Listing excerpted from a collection
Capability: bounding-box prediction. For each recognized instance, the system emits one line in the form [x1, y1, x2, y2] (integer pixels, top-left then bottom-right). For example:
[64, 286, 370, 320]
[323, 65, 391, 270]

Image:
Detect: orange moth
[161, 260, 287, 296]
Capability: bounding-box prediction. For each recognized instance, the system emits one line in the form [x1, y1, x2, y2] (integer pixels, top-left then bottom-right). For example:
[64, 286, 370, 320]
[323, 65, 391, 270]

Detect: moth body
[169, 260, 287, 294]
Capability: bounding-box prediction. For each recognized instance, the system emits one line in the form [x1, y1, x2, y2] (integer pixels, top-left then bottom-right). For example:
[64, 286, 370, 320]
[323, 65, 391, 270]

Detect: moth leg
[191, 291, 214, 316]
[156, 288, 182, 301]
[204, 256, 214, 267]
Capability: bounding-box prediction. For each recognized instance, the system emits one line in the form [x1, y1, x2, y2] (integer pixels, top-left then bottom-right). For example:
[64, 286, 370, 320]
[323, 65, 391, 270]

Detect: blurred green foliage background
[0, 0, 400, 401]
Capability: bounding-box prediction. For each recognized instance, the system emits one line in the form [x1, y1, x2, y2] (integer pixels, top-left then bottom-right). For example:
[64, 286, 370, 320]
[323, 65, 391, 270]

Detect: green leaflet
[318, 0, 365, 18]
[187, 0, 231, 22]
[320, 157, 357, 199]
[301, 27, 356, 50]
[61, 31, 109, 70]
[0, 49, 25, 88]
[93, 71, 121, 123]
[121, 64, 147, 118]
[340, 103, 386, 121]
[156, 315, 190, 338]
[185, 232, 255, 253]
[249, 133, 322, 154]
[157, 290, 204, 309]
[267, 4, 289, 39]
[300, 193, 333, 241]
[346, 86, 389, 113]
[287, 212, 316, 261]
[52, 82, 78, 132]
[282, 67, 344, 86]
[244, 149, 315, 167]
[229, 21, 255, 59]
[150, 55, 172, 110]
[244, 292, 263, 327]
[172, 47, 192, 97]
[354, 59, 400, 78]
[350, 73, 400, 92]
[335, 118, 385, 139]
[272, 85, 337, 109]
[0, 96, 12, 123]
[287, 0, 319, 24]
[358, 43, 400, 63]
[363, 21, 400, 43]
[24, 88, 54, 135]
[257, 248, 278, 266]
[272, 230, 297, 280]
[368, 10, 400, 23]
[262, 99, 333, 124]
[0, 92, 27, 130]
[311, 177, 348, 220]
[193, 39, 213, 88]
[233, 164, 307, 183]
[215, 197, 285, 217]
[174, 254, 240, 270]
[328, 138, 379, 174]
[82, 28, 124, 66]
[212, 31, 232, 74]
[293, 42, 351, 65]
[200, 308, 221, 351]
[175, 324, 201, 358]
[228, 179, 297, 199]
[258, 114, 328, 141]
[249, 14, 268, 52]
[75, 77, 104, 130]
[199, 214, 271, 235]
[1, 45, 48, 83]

EXERCISE DESCRIPTION => Reproduce every line of the listing above verbatim, from start to finish, changing nothing.

OUTPUT =>
Capability: bounding-box prediction. For each recognized instance, the system emits one line in the form [x1, y1, x2, y2] (integer pixels, top-left then bottom-right). For example:
[64, 286, 370, 320]
[323, 65, 391, 270]

Image:
Detect: orange moth
[161, 260, 287, 296]
Capability: bounding-box prediction. For each recognized instance, the system emits one line in the form [x1, y1, x2, y2] (integer pixels, top-left then bottom-right). For example:
[64, 286, 370, 320]
[323, 65, 391, 270]

Detect: moth body
[169, 260, 287, 294]
Capability: bounding-box prediction. For each recognized instance, the system emits one line in the form [x1, y1, x2, y2] (integer pixels, top-left then bottom-right). For example:
[64, 286, 370, 320]
[323, 65, 391, 270]

Detect: moth leg
[191, 291, 214, 316]
[156, 288, 182, 301]
[204, 256, 214, 267]
Capability: bounding-box prediction. For each recognized instance, the system emits one line in the form [x1, y1, x2, y2] (integer pixels, top-left then bottom-right). For example:
[64, 286, 370, 320]
[323, 65, 391, 270]

Detect: blurred green foliage background
[0, 0, 400, 401]
Capability: bounding-box prediction. For each recognized instance, the system emits one line in the form [x1, y1, x2, y2] (integer pixels, top-left then bottom-right). For example:
[64, 286, 370, 320]
[323, 65, 391, 270]

Detect: green leaflet
[318, 0, 365, 18]
[187, 0, 231, 22]
[320, 157, 357, 199]
[301, 27, 356, 50]
[61, 31, 109, 70]
[0, 49, 25, 88]
[93, 71, 121, 123]
[121, 64, 147, 118]
[340, 103, 386, 121]
[156, 315, 190, 338]
[185, 232, 255, 253]
[249, 133, 322, 154]
[157, 290, 204, 309]
[267, 4, 289, 39]
[300, 193, 333, 241]
[346, 86, 389, 113]
[287, 212, 316, 261]
[52, 82, 78, 132]
[282, 67, 344, 86]
[244, 149, 315, 167]
[229, 21, 255, 59]
[150, 55, 172, 110]
[244, 292, 263, 327]
[172, 47, 192, 97]
[354, 59, 400, 78]
[350, 73, 400, 92]
[335, 118, 385, 139]
[272, 85, 337, 109]
[0, 96, 12, 123]
[287, 0, 319, 24]
[358, 43, 400, 63]
[363, 21, 400, 43]
[24, 88, 54, 135]
[257, 248, 278, 266]
[272, 230, 297, 280]
[368, 10, 400, 23]
[262, 99, 333, 124]
[0, 92, 27, 130]
[311, 177, 348, 220]
[193, 39, 213, 88]
[233, 164, 307, 183]
[215, 197, 285, 217]
[174, 254, 240, 270]
[328, 138, 379, 174]
[82, 28, 124, 66]
[212, 31, 232, 74]
[293, 42, 351, 65]
[200, 308, 221, 351]
[175, 324, 201, 358]
[228, 179, 297, 199]
[258, 114, 328, 141]
[249, 14, 268, 52]
[75, 77, 104, 130]
[199, 214, 271, 235]
[1, 45, 48, 83]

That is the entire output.